## What this task involves:
Count the lines in the records that contain the string "gray", with case taken into account, and reply with only that number.

## Dataset records:
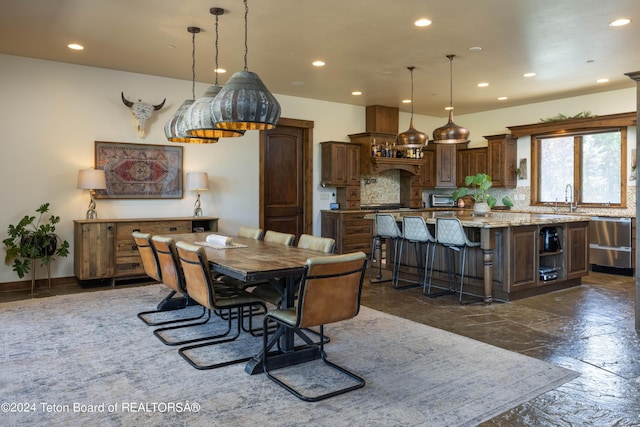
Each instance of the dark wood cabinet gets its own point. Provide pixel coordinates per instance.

---

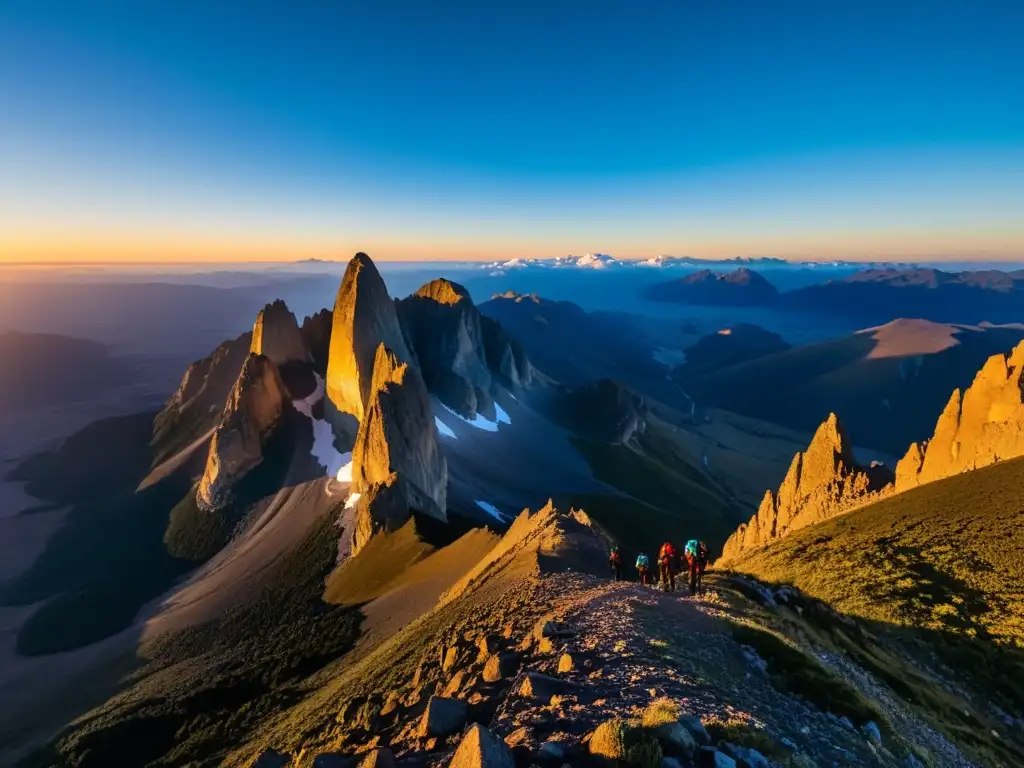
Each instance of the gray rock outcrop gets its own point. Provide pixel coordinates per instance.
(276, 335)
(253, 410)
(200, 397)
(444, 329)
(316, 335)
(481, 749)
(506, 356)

--

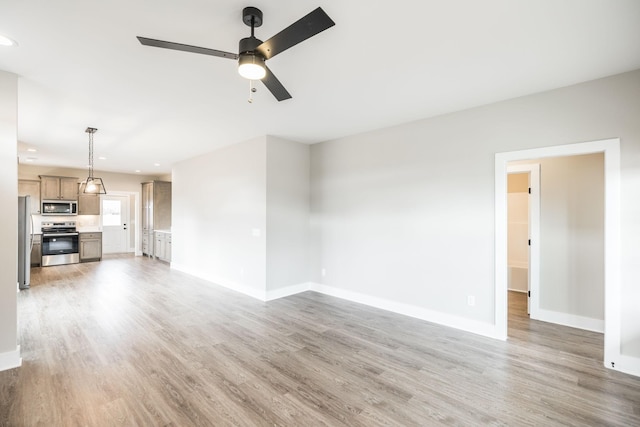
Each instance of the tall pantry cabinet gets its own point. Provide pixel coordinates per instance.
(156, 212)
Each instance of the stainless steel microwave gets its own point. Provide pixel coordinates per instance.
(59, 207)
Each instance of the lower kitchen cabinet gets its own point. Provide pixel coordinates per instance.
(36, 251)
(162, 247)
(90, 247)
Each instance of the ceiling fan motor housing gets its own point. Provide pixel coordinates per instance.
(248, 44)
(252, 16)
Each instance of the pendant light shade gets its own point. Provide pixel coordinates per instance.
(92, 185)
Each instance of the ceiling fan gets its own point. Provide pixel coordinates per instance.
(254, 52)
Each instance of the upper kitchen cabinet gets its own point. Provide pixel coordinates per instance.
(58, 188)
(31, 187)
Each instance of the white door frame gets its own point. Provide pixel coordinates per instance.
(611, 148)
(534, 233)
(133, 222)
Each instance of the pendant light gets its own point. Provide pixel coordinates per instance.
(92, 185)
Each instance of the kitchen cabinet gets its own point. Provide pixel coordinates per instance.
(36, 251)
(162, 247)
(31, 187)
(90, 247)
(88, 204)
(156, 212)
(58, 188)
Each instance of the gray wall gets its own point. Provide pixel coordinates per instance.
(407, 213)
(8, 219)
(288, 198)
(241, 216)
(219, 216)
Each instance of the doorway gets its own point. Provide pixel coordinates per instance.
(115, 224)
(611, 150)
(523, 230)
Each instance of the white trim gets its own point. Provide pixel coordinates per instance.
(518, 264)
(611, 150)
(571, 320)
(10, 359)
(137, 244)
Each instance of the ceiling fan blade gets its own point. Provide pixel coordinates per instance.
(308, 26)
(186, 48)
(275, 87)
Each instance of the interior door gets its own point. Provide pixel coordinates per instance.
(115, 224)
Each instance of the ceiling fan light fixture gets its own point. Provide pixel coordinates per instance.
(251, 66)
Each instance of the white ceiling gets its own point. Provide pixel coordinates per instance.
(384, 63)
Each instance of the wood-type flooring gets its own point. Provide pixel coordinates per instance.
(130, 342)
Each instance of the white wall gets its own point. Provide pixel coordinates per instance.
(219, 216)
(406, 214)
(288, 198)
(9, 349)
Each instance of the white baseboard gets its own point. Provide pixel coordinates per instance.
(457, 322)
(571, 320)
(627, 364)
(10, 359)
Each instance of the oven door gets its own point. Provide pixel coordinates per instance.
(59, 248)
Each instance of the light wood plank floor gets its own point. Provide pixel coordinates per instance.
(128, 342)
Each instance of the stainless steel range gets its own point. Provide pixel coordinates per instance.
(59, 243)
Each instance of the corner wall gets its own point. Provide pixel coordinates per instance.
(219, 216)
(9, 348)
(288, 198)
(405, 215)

## Response to the task:
2